* _BRIEF_: Rewrite the data below, replacing each occurrence of "red cherry tomato" with "ripe cherry tomato" and keeping everything else the same.

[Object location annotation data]

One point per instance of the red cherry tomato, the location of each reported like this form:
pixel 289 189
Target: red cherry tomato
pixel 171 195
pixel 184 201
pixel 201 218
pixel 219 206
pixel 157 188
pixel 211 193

* _RESPONSE TO THE TASK_:
One point per instance of the ripe cherry tomato, the location of each reported like this form:
pixel 289 189
Target: ripe cherry tomato
pixel 171 195
pixel 184 201
pixel 201 218
pixel 219 206
pixel 157 188
pixel 211 193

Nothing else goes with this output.